WRITTEN INSTRUCTION A | Can you repeat the passage about the novel Heat word for word, from "The plot mainly" to "to read here."?

EXCERPTED TEXT |
It is a very rare and forgotten example of an American-penned fictional novel that deals with America's colonial empire—and by a woman at that—but one steeped in direct experience: Glenn, of American Southern origin and the daughter of an Atlanta, Georgia mayor, was married for 18 years, from 1903 until the latter's death in 1921, to Brigadier General Samuel Bayard Schindel, a U.S. Army officer whose foreign tours of service took him (and thus her) through much of Asia and the Pacific, including, yes, the colonial Philippines. At his side for practically all of his postings, Glenn penned down all her observations of the culture and social norms within the U.S. Army and American colonial communities in general, and Heat is her first work to set down these succinct observations. Nor would it be her last: she later came out with novels like Little Pitchers and Mr Darlington's Dangerous Age which also depict American colonial society in full or in part, but these, and in fact all of her work in general, are woefully forgotten with her today.

The plot mainly revolves around three different facets of the American colonising force in the Philippines: Second Lieutenant Tom Vernay, schoolteacher Charlotte Carson, and cement businessman Richard Saulsbury, as they steam into Manila on a military transport and adjust to life in this new land where they've been saddled with different responsibilities toward the natives: to police them, educate them, or modernise their infrastructure, as part of the U.S. empire's larger "Benevolent Assimilation" policy.

A complete digital online copy is available to read here.

Compare Burmese Days, a similar first novel about white colonialists in a Southeast Asian country, in this case Myanmar, but written by the far better-known George Orwell.


Tropes included:

  • 20 Minutes into the Past: It's not explicitly said what year Heat takes place in, but subtle hints if matched to Real Life Philippine history at the time (e.g. the rarity of motorcars, the recency of the Philippine Revolution, Philippine-American War and U.S.-Moro wars in Mindanao, the absence of any mention of World War I—which Vernay and co. would almost certainly be called upon to fight in, etc.) suggest that it takes place some years before the novel's publication, probably in the 1900s-decade, also the first decade of U.S. colonial rule.
  • A-Cup Angst: Charlotte feels this at being pretty flat compared to a fuller-chested someone like Dolores.
  • America Takes Over the World: Landing the Philippines basically turned the United States into the newest "empire on which the sun never sets", as it's almost halfway around the world from the U.S. mainland, even farther than (in this period) fellow colony Hawai'i.
  • Asian Speekee Engrish: Chinos, Chinese living in Manila, are naturally depicted as swapping L's for R's (e.g. "velly" for "very", etc.).
  • Brain Freeze: Spanish boy Paraiso Ayala gets one as he downs a huge bowl of ice cream at Clarke's (a Real Life ice-cream parlour in American-era Manila), even as he's warned against it. Although the pains he calls out are in his nose, throat, chest and stomach.
  • Citadel City: Intramuros, the heavily fortified Spanish-colonial boundaries of Manila. Vernay is sometimes told that only Spaniards and Filipinos call it that whereas Americans generally just call it the "Walled City"—and he feels kind of down that American military engineers are blowing holes in the walls to let fresh air into the stale streets inside, all for the sake of modern (read: American) public-health standards.

(Segmentation labeling entries)
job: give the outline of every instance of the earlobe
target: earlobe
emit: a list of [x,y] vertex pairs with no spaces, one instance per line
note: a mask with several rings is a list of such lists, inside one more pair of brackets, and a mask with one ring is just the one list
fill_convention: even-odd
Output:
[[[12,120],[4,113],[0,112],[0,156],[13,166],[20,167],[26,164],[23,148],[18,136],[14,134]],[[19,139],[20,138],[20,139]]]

WRITTEN INSTRUCTION B | Can you reproduce every line of the segmentation labeling rows above with no changes at all?

TASK RESPONSE A |
The plot mainly revolves around three different facets of the American colonising force in the Philippines: Second Lieutenant Tom Vernay, schoolteacher Charlotte Carson, and cement businessman Richard Saulsbury, as they steam into Manila on a military transport and adjust to life in this new land where they've been saddled with different responsibilities toward the natives: to police them, educate them, or modernise their infrastructure, as part of the U.S. empire's larger "Benevolent Assimilation" policy.

A complete digital online copy is available to read here.

TASK RESPONSE B |
job: give the outline of every instance of the earlobe
target: earlobe
emit: a list of [x,y] vertex pairs with no spaces, one instance per line
note: a mask with several rings is a list of such lists, inside one more pair of brackets, and a mask with one ring is just the one list
fill_convention: even-odd
Output:
[[[12,120],[4,113],[0,112],[0,156],[13,166],[20,167],[26,164],[23,148],[18,136],[14,134]],[[19,139],[20,138],[20,139]]]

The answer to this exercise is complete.